Data listing:

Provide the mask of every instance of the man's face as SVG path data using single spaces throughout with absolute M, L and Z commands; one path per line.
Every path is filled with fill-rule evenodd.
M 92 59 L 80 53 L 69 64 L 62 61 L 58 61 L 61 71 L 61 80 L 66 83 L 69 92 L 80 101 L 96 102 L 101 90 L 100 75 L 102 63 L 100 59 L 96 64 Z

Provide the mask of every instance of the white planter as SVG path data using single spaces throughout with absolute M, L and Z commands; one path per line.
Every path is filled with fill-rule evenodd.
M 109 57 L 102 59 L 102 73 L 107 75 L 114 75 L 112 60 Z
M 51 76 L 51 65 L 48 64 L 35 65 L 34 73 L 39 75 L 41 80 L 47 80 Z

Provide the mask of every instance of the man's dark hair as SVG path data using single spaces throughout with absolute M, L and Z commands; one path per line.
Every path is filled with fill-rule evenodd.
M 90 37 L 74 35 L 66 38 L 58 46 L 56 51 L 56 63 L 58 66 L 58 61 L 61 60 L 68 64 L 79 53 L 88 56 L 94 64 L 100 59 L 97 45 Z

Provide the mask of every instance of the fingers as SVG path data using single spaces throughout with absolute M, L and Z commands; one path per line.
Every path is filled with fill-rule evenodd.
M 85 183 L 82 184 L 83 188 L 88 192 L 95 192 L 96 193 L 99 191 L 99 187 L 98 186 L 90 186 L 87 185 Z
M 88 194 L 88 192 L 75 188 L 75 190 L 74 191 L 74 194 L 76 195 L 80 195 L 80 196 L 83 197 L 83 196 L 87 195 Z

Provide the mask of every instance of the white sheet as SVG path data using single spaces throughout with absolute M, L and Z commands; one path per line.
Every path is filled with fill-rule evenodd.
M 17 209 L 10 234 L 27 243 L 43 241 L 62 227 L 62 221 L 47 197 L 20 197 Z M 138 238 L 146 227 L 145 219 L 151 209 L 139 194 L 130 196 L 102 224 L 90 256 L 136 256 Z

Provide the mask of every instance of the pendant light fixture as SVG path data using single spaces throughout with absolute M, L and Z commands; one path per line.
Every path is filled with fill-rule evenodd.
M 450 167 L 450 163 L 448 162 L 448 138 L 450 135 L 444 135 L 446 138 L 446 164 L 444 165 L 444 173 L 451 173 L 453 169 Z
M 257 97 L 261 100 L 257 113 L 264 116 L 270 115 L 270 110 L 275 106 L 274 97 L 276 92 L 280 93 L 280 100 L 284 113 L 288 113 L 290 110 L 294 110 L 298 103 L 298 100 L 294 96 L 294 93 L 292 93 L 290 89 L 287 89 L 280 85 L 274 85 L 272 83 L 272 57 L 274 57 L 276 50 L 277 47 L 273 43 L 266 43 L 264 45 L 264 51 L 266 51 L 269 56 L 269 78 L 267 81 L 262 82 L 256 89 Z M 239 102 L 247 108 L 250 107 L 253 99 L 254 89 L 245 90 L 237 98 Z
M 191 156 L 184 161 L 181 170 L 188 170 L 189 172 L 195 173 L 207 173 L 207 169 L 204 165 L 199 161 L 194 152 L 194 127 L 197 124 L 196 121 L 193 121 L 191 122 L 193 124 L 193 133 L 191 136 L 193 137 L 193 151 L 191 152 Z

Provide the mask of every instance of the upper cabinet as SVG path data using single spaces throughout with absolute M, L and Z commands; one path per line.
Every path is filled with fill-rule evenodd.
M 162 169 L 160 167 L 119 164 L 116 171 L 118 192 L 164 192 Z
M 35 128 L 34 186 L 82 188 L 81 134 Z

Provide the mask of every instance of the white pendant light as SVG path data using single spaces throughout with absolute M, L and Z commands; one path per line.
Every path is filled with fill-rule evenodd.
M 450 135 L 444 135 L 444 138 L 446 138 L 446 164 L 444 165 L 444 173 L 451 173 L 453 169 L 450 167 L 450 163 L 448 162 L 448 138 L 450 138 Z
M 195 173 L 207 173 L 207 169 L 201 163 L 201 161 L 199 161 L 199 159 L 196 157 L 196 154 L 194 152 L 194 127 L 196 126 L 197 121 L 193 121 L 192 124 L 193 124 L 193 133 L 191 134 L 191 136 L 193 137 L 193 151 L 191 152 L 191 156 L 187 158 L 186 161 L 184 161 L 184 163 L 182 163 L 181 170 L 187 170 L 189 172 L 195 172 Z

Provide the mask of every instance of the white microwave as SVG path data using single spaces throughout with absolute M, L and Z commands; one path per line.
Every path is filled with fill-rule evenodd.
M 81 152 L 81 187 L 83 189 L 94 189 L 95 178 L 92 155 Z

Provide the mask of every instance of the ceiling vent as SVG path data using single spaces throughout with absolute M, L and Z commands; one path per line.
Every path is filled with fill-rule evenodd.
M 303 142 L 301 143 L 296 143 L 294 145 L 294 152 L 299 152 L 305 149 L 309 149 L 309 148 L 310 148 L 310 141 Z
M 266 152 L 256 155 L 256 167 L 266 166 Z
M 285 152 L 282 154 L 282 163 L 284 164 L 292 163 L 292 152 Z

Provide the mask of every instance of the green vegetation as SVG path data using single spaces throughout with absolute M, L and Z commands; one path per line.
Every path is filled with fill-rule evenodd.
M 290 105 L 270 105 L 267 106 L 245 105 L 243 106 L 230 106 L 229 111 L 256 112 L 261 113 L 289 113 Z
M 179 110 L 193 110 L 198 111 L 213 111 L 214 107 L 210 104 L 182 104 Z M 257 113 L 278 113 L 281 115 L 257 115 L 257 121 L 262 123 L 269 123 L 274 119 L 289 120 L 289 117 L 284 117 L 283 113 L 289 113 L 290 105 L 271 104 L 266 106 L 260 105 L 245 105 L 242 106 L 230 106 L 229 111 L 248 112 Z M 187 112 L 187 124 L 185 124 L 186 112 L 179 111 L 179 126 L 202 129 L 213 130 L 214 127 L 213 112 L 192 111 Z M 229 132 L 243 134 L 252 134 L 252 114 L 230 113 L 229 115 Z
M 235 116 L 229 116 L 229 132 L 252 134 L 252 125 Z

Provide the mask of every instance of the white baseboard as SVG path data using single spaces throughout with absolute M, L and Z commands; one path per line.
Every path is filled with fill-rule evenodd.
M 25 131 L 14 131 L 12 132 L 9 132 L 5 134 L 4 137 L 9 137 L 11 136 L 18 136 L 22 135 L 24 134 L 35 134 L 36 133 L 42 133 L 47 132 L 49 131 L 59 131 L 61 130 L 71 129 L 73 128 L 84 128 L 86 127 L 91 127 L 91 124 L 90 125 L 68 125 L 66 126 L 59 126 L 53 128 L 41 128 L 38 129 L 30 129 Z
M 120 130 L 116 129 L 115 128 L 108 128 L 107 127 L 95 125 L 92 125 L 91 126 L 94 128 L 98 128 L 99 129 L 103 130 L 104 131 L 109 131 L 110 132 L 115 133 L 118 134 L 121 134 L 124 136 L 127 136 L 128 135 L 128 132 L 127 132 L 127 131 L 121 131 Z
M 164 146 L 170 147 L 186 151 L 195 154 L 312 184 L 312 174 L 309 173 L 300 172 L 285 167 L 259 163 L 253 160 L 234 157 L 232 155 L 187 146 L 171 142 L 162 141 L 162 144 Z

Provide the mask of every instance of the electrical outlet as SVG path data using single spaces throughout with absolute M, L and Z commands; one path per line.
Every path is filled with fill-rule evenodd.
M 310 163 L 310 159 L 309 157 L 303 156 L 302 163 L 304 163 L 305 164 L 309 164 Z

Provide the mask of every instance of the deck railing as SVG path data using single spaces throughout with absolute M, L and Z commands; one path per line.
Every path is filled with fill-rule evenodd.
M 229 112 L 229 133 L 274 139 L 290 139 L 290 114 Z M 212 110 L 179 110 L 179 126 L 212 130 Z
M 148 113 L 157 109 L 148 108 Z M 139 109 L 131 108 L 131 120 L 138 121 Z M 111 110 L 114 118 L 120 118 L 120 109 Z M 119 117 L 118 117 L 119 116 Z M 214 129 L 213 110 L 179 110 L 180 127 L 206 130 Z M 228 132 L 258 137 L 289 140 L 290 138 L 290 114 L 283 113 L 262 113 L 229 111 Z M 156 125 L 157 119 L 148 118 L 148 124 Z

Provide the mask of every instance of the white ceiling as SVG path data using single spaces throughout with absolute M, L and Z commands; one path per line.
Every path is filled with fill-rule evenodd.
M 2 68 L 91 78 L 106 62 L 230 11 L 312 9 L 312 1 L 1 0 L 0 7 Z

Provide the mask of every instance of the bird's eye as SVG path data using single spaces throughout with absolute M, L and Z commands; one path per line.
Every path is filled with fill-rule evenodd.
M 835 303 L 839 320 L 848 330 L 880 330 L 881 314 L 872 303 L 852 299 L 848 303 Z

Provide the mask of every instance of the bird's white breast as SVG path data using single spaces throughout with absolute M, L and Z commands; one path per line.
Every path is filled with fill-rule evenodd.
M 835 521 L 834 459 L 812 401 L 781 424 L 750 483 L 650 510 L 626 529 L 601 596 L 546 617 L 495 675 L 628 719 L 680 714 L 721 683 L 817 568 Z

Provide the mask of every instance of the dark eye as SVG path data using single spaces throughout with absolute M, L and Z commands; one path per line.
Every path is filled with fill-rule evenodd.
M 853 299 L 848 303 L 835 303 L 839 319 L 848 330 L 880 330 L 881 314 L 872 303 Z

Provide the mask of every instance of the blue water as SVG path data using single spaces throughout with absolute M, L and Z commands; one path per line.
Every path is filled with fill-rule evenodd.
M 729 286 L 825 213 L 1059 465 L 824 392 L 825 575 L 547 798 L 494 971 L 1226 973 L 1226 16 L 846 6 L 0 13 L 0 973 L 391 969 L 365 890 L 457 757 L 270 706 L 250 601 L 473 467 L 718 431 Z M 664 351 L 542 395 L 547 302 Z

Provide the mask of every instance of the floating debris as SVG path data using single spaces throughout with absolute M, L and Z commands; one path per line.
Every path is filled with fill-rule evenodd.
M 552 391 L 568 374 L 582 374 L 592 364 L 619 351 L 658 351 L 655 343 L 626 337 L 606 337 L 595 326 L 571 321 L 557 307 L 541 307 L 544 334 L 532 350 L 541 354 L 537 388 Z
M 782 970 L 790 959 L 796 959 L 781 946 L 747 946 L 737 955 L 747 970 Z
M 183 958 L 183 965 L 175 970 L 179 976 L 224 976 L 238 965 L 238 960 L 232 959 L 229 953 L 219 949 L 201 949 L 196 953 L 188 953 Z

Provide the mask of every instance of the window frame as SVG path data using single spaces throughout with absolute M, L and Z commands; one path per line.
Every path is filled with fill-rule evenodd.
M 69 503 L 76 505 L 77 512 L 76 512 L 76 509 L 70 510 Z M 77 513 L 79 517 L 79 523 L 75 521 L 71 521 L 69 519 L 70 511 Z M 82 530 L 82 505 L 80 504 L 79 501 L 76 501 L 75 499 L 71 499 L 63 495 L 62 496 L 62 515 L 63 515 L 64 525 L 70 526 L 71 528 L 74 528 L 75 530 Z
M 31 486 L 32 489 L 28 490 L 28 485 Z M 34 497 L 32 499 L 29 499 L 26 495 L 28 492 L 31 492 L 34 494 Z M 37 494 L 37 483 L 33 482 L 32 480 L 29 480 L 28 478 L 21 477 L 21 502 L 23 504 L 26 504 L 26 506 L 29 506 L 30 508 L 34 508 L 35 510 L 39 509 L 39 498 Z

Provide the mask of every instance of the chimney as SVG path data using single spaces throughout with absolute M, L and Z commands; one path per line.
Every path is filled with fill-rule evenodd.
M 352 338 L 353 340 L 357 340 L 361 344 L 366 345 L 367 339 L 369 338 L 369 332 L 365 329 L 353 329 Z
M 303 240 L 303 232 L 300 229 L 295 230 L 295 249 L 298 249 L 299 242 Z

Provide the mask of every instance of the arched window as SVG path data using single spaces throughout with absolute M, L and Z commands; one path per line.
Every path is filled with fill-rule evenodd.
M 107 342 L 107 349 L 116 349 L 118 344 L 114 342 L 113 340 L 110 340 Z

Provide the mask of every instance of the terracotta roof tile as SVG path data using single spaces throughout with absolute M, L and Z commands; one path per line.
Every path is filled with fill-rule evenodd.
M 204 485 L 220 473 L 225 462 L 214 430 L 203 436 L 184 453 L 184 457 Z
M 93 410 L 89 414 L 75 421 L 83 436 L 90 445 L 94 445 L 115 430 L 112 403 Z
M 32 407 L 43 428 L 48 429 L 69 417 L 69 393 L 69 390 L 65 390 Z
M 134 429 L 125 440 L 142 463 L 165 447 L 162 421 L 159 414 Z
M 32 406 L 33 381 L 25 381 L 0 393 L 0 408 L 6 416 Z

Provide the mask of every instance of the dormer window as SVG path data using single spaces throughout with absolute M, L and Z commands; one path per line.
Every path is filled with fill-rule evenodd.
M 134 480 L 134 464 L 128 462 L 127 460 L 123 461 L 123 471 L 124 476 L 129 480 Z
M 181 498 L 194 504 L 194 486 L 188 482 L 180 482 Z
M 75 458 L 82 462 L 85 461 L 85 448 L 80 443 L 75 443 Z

» Set problem
Copy out the rows between the line holding "Provide the mask of every instance of the man's dark" and the line holding "M 17 209 L 10", both included, with every character unchanged.

» Written solution
Provide the mask of every instance of the man's dark hair as SVG path data using single spaces throughout with absolute M, L and Z commands; one path per line.
Every path is filled with fill-rule evenodd.
M 90 37 L 74 35 L 66 38 L 58 46 L 56 51 L 56 63 L 58 66 L 58 61 L 61 60 L 68 64 L 79 53 L 88 56 L 94 64 L 100 59 L 97 45 Z

Provide the mask of every instance of the fingers as SVG path data using single spaces throughout with absolute M, L and Z commands; one path per line.
Every path is filled with fill-rule evenodd.
M 85 183 L 82 184 L 83 188 L 88 192 L 95 192 L 96 193 L 99 191 L 99 187 L 98 186 L 90 186 L 87 185 Z
M 88 194 L 88 192 L 75 188 L 75 190 L 74 191 L 74 194 L 76 195 L 80 195 L 80 196 L 83 197 L 83 196 L 87 195 Z

Provide the mask of every instance of the white sheet as SVG path data using single spaces throughout with absolute M, L and Z commands; one path per line.
Every path is filled with fill-rule evenodd.
M 17 209 L 10 234 L 27 243 L 43 241 L 62 227 L 62 221 L 47 197 L 20 197 Z M 138 238 L 146 227 L 145 219 L 151 209 L 139 194 L 130 196 L 102 224 L 90 256 L 136 256 Z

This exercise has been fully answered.